## PROVIDED PASSAGE
* start *

Minister for Culture and Social Services
- Incumbent
- Assumed office 9 May 1995
- Constituency: Kitui West Constituency

Personal details
- Born: Kitui District, Kenya
- Party: KANU (1974, 1992), NARC (2002), ODM-Kenya (2007), WDM-K (2013)
- Spouse: Kitili Maluki Mwendwa (d. 1985)
- Children: Kavinya, Maluki
- Alma mater: Alliance Girls High School
- Profession: Politician, Educator
- Awards: Elder of the Golden Heart (EGH)

= Nyiva Mwendwa =

Kenyan politician

Winfred Nyiva Mwendwa is a Kenyan politician. She was the first Kenyan woman to serve as a cabinet minister.

== Early life and education ==
She was educated at Alliance Girls High School, and was one of the first ethnic African teachers to be posted to The Kenya High School in the mid-1960s, teaching Domestic Science. She was elected for the post of Kitui West Constituency MP three times, in 1974 and 1992 representing KANU and in 2002 representing NARC. At the 2007 elections she contested the seat on the ODM-Kenya ticket, but lost to Charles Mutisya Nyamai. She was elected the first Kitui County woman representative in the 2013 Kitui local elections on a Wiper Democratic Movement-Kenya (WDM-K) ticket. In 2016, she announced her intention to retire from active politics 40 years since her debut.

* end *

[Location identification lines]
* start *

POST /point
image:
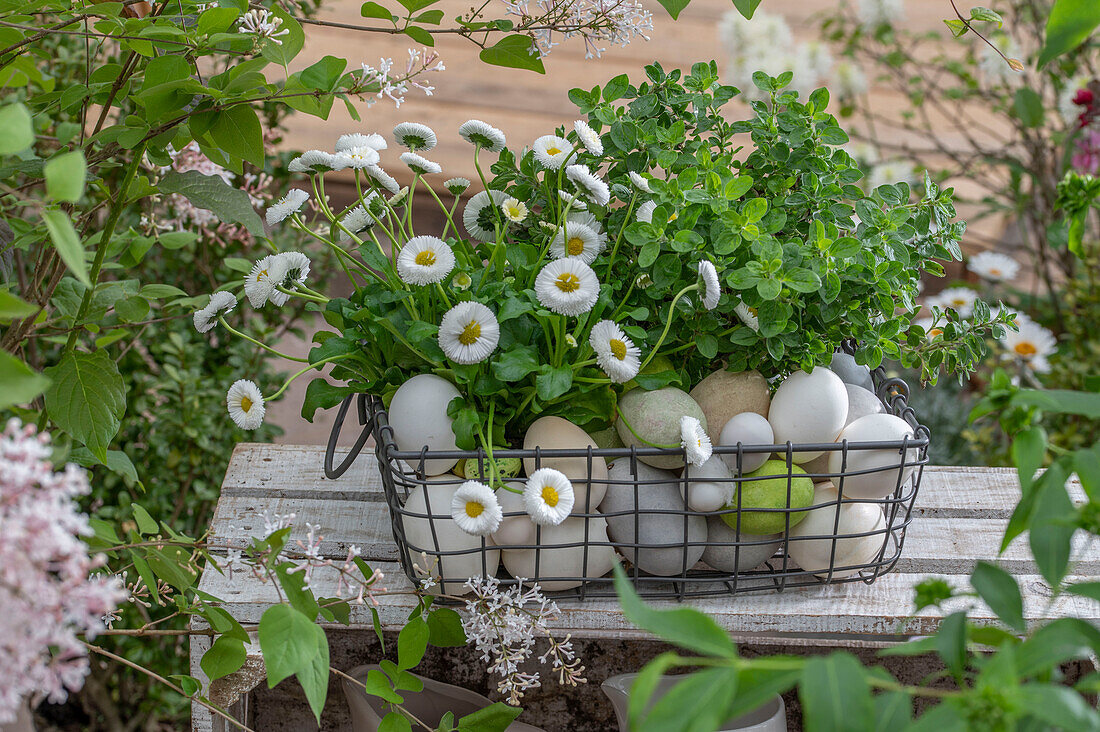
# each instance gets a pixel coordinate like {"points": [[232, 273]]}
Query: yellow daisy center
{"points": [[568, 282], [470, 334]]}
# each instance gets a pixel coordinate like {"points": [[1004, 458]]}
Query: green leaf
{"points": [[683, 626], [87, 399], [1070, 23], [835, 695], [1001, 593], [492, 719], [17, 129], [65, 176], [223, 657], [19, 383], [211, 193], [67, 243], [515, 51]]}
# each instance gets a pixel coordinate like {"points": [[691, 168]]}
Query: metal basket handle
{"points": [[330, 451]]}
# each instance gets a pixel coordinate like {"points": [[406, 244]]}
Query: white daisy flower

* end *

## TASK DIRECTIONS
Check each statement against the Nyiva Mwendwa profile and answer yes or no, quoting the words from it that decide the answer. 1. She attended Alliance Girls High School. 2. She won the Kitui West Constituency seat in the 2007 elections. 3. She taught Domestic Science at The Kenya High School.

## ANSWER TO THE TASK
1. Yes: "She was educated at Alliance Girls High School"
2. No: "At the 2007 elections she contested the seat on the ODM-Kenya ticket, but lost to Charles Mutisya Nyamai."
3. Yes: "was one of the first ethnic African teachers to be posted to The Kenya High School in the mid-1960s, teaching Domestic Science"